● Text passage:
--------

Resonant X-Ray Studies of Electronic Orders in Quantum Solids

Materials Science Colloquium

Abstract: Resonant X-ray scattering (RXS) has become one of the prime techniques to study charge and spin order in reciprocal space, owing to its high sensitivity to electronic states near the Fermi energy.

We have applied resonant X-ray methods to explore the emergent organization of the electronic degrees of freedom into periodically modulated patterns — a hallmark of strongly correlated quantum solids. The consequent breaking of translational symmetry is often manifested in the form of charge- or spin-density wave, two phenomena that are essential to the physics of two families of compounds, in particular cuprates and nickelates.

For copper oxide high-temperature superconductors, I will review the latest efforts to broadly chart out charge order across the extended doping-temperature phase diagram using RXS, as well as discuss recent implementations to extract symmetry information from the tensorial nature of the resonant scattering process.

For the rare earth nickelates (RENiO3), I will focus on some of our recent efforts to use RXS at high spatial resolutions (50-75 nm) to visualize the nanoscale texture of spin-density waves across the Neel and metal-insulator transition. I will discuss the experimental trends observed both in pristine NdNiO3 thin films and in electron-doped SmNiO3, where control of the oxygen stoichiometry leads to dramatic changes in the electronic transport.

I will conclude with a few ideas and prospects on the use of coherent soft X-ray scattering methods (coherent diffractive imaging and ptychography) to map out the texture of electronic orders at even higher spatial resolutions, and with orders of magnitude improvements in imaging efficiency.

--------

● Recorded data:
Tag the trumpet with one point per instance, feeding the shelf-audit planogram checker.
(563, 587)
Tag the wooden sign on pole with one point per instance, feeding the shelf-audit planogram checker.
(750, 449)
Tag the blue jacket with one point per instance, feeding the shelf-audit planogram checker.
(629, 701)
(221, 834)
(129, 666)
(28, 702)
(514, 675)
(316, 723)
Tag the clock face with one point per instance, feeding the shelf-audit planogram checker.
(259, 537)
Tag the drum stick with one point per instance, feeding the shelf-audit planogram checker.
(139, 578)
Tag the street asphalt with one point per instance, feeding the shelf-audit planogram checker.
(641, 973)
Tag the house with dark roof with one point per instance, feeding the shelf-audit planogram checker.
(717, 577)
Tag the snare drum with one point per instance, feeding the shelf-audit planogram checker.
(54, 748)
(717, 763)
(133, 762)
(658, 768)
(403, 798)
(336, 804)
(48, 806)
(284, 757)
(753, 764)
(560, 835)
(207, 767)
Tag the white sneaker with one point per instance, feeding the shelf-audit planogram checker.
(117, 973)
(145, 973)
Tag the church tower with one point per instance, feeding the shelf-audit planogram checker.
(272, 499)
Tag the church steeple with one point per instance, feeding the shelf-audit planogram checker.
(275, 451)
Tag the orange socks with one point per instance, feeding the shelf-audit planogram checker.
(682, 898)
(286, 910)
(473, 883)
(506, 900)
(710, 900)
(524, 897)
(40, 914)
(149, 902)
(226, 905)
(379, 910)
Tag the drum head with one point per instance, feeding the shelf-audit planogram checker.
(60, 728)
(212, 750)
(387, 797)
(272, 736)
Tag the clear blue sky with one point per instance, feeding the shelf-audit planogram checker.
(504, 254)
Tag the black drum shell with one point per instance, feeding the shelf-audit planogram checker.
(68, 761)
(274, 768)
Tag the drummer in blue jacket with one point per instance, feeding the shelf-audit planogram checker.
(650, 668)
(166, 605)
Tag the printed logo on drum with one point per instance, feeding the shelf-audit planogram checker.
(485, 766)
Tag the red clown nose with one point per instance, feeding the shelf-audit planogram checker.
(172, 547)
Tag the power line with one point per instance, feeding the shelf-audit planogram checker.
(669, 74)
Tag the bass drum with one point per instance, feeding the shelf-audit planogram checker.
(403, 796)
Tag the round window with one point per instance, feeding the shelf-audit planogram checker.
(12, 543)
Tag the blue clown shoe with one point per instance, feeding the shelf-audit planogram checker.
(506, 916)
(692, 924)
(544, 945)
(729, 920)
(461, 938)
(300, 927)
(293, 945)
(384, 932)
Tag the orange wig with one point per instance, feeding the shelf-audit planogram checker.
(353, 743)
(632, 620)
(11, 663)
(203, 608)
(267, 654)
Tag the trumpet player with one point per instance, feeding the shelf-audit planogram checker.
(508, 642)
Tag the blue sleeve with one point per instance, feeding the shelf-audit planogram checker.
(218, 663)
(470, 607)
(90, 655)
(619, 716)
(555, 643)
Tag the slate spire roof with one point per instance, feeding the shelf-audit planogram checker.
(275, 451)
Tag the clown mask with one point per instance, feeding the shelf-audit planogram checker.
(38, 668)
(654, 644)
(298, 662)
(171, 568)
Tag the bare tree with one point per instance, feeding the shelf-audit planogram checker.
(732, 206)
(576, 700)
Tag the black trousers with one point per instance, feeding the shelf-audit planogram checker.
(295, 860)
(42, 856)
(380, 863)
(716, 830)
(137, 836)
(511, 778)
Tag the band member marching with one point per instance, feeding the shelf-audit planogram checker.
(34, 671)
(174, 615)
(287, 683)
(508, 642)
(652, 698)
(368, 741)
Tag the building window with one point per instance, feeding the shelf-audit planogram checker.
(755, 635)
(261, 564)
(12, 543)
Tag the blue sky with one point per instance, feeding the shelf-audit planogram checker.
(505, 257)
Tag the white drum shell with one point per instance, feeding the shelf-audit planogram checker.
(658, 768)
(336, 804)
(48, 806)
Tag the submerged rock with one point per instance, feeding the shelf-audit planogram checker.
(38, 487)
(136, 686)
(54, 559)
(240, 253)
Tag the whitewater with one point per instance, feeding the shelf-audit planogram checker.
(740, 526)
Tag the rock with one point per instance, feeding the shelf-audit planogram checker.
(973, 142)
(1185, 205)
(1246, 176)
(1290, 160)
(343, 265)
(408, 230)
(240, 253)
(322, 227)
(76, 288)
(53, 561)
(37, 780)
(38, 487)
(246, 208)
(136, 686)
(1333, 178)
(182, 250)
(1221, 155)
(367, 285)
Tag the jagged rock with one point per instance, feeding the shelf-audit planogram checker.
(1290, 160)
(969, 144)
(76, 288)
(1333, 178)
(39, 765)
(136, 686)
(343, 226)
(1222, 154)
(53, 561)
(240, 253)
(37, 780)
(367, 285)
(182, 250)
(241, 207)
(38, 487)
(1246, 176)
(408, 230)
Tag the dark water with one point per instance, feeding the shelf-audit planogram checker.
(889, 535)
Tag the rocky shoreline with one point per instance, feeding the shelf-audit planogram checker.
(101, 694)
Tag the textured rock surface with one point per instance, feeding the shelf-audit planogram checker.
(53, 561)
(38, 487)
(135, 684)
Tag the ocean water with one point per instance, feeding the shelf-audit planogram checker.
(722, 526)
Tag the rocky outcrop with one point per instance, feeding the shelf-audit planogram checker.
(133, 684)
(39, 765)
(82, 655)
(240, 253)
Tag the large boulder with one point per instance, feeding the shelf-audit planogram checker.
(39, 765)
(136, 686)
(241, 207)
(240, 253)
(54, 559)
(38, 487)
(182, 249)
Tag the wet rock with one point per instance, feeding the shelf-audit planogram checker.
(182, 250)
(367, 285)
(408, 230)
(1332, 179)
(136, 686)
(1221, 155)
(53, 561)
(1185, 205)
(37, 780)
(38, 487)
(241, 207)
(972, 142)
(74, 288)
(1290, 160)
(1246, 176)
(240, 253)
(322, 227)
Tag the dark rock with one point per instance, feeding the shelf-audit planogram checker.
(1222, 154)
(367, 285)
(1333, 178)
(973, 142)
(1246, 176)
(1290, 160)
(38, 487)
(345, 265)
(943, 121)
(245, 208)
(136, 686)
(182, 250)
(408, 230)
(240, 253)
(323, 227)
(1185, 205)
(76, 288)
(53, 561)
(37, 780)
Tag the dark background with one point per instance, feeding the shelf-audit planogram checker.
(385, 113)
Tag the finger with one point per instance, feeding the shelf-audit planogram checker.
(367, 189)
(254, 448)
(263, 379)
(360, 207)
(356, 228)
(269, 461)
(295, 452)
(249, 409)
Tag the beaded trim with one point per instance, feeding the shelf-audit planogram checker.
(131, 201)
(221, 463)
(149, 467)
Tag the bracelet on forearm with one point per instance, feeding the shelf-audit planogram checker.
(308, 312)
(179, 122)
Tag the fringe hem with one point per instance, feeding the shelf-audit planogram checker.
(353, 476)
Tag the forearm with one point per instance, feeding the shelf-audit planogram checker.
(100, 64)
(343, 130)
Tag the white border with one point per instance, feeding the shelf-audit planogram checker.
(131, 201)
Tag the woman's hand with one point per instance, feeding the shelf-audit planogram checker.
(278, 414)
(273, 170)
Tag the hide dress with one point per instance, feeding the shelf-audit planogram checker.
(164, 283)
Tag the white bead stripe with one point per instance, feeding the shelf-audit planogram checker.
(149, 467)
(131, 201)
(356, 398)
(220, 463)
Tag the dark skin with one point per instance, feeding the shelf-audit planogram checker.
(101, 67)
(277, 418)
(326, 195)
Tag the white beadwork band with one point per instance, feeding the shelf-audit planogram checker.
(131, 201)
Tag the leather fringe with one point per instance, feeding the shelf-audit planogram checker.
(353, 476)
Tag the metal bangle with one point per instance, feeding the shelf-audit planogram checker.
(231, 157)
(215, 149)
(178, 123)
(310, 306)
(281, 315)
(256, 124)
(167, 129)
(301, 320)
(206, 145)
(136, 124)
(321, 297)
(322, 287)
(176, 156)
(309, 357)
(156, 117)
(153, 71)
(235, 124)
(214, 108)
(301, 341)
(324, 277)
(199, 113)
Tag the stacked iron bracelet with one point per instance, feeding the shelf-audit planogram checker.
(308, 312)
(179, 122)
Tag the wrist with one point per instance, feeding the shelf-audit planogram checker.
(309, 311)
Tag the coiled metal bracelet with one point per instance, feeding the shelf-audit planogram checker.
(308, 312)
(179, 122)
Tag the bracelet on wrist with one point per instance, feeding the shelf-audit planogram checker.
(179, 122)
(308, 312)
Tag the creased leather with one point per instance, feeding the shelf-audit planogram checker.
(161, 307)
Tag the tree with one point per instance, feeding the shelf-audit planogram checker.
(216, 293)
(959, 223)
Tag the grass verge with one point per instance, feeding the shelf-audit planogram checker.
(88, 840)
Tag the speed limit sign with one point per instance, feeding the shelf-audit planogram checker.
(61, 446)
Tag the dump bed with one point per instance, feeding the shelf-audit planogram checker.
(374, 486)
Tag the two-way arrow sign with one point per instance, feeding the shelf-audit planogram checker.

--------

● The task:
Condense the paragraph of the colloquium abstract that begins "For the rare earth nickelates" into a short bulleted list that keeps its main facts. Work from the colloquium abstract alone, not the material.

● Answer to the exercise:
- Subject: rare earth nickelates (RENiO3)
- Approach: RXS at high spatial resolution (50-75 nm) to visualize the nanoscale texture of spin-density waves across the Neel and metal-insulator transition
- Experimental trends discussed in pristine NdNiO3 thin films and in electron-doped SmNiO3
- In SmNiO3, control of oxygen stoichiometry leads to dramatic changes in electronic transport